— RECORDS FOR THIS TASK —
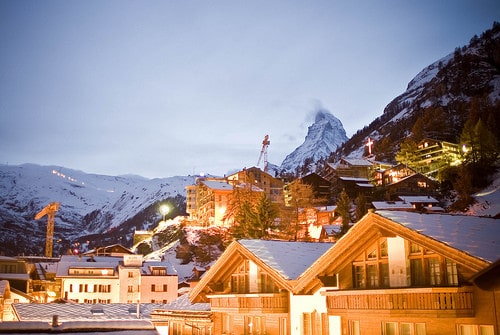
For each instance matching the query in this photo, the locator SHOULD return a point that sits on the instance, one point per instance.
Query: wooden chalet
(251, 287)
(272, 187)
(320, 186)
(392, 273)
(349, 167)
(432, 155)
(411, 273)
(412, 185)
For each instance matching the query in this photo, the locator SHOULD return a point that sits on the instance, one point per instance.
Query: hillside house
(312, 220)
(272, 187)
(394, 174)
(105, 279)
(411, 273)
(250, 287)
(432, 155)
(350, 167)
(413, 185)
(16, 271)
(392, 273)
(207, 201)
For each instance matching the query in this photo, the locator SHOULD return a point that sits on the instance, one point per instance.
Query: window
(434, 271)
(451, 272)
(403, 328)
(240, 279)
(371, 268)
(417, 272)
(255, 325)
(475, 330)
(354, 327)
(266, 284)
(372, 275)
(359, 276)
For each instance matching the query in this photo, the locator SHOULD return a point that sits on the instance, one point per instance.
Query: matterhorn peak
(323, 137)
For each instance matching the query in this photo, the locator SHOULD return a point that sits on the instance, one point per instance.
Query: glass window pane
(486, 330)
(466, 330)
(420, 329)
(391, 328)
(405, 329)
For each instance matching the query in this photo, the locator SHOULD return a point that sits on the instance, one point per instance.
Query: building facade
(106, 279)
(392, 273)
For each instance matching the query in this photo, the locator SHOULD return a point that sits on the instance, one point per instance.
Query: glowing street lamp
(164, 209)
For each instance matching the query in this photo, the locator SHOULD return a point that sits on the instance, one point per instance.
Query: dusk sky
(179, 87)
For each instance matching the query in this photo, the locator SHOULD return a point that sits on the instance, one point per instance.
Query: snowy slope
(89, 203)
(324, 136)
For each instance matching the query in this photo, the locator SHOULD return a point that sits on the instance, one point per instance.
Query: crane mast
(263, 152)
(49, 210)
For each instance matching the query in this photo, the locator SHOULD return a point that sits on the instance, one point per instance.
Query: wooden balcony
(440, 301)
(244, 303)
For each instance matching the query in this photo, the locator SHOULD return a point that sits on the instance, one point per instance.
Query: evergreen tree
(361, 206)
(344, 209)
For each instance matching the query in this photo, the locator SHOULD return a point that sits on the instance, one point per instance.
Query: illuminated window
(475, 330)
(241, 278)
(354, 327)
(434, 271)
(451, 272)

---

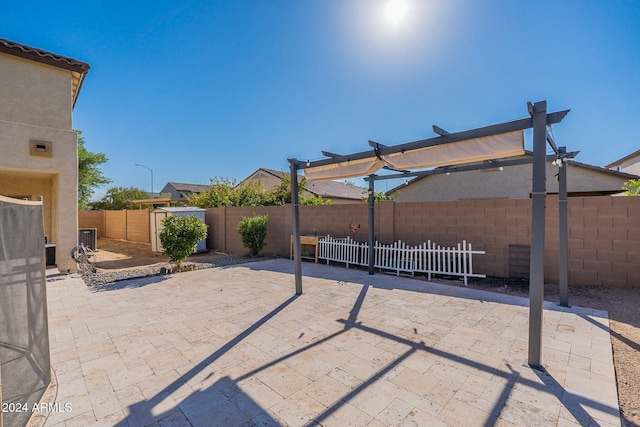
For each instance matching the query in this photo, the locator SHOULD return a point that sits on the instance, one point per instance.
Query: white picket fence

— SET PROBLEM —
Please pull every line from the listing above that contains the word "window" and copy each one in full. Case counts.

— SOLUTION TO THIS TASK —
Query: window
Query: glass window pane
Query: illuminated window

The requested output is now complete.